» **What to work on**:
Return all the entries below exactly, except for the images they hold.

» **Data listing**:
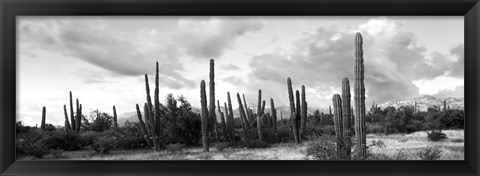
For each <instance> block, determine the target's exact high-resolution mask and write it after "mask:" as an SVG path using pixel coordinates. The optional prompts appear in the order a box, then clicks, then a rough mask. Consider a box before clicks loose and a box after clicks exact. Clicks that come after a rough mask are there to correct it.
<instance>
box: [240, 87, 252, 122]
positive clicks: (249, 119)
mask: <svg viewBox="0 0 480 176" xmlns="http://www.w3.org/2000/svg"><path fill="white" fill-rule="evenodd" d="M242 96H243V105H244V107H245V113H246V115H247V118H246V119H247V121H246V124H247V129H250V123H251V122H250V121H251V119H252V117H251V115H252V114H251V113H250V112H249V109H248V106H247V100H245V94H242Z"/></svg>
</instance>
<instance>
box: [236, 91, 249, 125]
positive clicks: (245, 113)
mask: <svg viewBox="0 0 480 176" xmlns="http://www.w3.org/2000/svg"><path fill="white" fill-rule="evenodd" d="M237 100H238V111H240V118H241V119H242V127H243V131H244V132H246V131H247V128H248V127H247V126H248V120H247V114H246V113H245V109H244V108H243V104H242V99H241V98H240V94H239V93H237Z"/></svg>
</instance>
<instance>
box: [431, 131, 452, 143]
mask: <svg viewBox="0 0 480 176" xmlns="http://www.w3.org/2000/svg"><path fill="white" fill-rule="evenodd" d="M427 134H428V135H427V137H428V140H429V141H440V140H443V139H446V138H447V135H446V134H445V133H442V131H436V130H432V132H431V133H427Z"/></svg>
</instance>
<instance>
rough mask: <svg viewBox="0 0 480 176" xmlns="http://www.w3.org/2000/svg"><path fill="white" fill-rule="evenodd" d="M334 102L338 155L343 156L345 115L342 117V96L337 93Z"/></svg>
mask: <svg viewBox="0 0 480 176" xmlns="http://www.w3.org/2000/svg"><path fill="white" fill-rule="evenodd" d="M332 104H333V125H334V126H335V138H336V142H337V150H336V153H337V157H339V158H342V153H343V147H344V142H343V117H342V98H340V95H338V94H335V95H333V97H332Z"/></svg>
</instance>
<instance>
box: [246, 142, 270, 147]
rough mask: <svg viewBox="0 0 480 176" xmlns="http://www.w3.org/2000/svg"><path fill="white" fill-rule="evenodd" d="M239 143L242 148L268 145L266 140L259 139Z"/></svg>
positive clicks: (268, 144) (260, 146)
mask: <svg viewBox="0 0 480 176" xmlns="http://www.w3.org/2000/svg"><path fill="white" fill-rule="evenodd" d="M240 145H241V146H242V147H243V148H268V147H270V144H268V143H267V142H265V141H259V140H250V141H242V142H240Z"/></svg>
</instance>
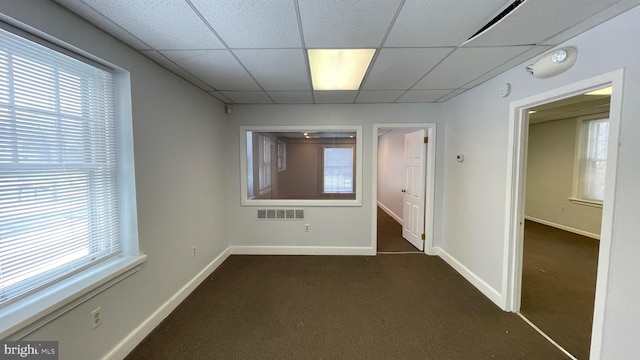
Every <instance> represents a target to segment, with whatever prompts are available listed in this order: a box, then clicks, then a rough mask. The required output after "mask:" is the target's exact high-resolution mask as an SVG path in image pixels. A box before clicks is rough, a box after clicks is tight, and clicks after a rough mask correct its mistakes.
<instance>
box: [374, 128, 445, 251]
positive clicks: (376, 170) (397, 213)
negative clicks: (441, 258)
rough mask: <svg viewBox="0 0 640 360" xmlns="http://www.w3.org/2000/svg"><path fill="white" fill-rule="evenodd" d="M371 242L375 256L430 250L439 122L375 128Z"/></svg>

» **Answer space**:
For each <instance> block, determine the target's exact high-resolution mask and write it after "mask:" as an SVG path using pixel coordinates. The optional prompts appear in the order a box, then clicks, then a rough mask. Consider a box before clicks loose and a box after clicks exact. Clicks that come after a rough mask are there to correct it.
<instance>
box: [240, 87, 252, 122]
positive clicks: (249, 119)
mask: <svg viewBox="0 0 480 176" xmlns="http://www.w3.org/2000/svg"><path fill="white" fill-rule="evenodd" d="M242 96H243V105H244V107H245V113H246V115H247V118H246V119H247V121H246V124H247V129H250V123H251V122H250V121H251V119H252V117H251V115H252V114H251V113H250V112H249V109H248V106H247V100H245V94H242Z"/></svg>
</instance>
<instance>
box: [236, 91, 249, 125]
positive clicks: (245, 113)
mask: <svg viewBox="0 0 480 176" xmlns="http://www.w3.org/2000/svg"><path fill="white" fill-rule="evenodd" d="M237 100H238V111H240V118H241V119H242V127H243V131H244V132H246V131H247V128H248V127H247V126H248V120H247V114H246V113H245V109H244V108H243V104H242V99H241V98H240V94H239V93H237Z"/></svg>
</instance>
<instance>
box: [431, 131, 452, 143]
mask: <svg viewBox="0 0 480 176" xmlns="http://www.w3.org/2000/svg"><path fill="white" fill-rule="evenodd" d="M427 134H428V135H427V137H428V140H429V141H440V140H443V139H446V138H447V135H446V134H445V133H442V131H436V130H432V132H431V133H427Z"/></svg>
</instance>
<instance>
rough mask: <svg viewBox="0 0 480 176" xmlns="http://www.w3.org/2000/svg"><path fill="white" fill-rule="evenodd" d="M334 102L338 155L343 156L345 115L342 117V96L337 93Z"/></svg>
mask: <svg viewBox="0 0 480 176" xmlns="http://www.w3.org/2000/svg"><path fill="white" fill-rule="evenodd" d="M332 104H333V125H334V126H335V138H336V142H337V150H336V153H337V157H339V158H342V153H343V147H344V142H343V117H342V98H340V95H338V94H335V95H333V97H332Z"/></svg>
</instance>
<instance>
box: [246, 142, 270, 147]
rough mask: <svg viewBox="0 0 480 176" xmlns="http://www.w3.org/2000/svg"><path fill="white" fill-rule="evenodd" d="M239 143L242 148L268 145L266 140L259 139Z"/></svg>
positive clicks: (268, 144) (260, 146)
mask: <svg viewBox="0 0 480 176" xmlns="http://www.w3.org/2000/svg"><path fill="white" fill-rule="evenodd" d="M240 145H241V146H242V147H243V148H268V147H270V144H268V143H267V142H265V141H259V140H250V141H242V142H240Z"/></svg>
</instance>
Every <instance> represents a target to segment, with whatever prompts are available listed in this order: a box, then clicks, then a rough mask. The required output after "mask:" is the target's exact high-resolution mask as an SVG path in image pixels. A box before clicks is rough, a box after clicks is tight, and clicks after a rough mask correct its mistakes.
<instance>
box: [374, 128, 445, 251]
positive clicks: (376, 170) (397, 213)
negative clicks: (441, 258)
rough mask: <svg viewBox="0 0 640 360" xmlns="http://www.w3.org/2000/svg"><path fill="white" fill-rule="evenodd" d="M371 242L375 256L430 250L439 122L375 128Z"/></svg>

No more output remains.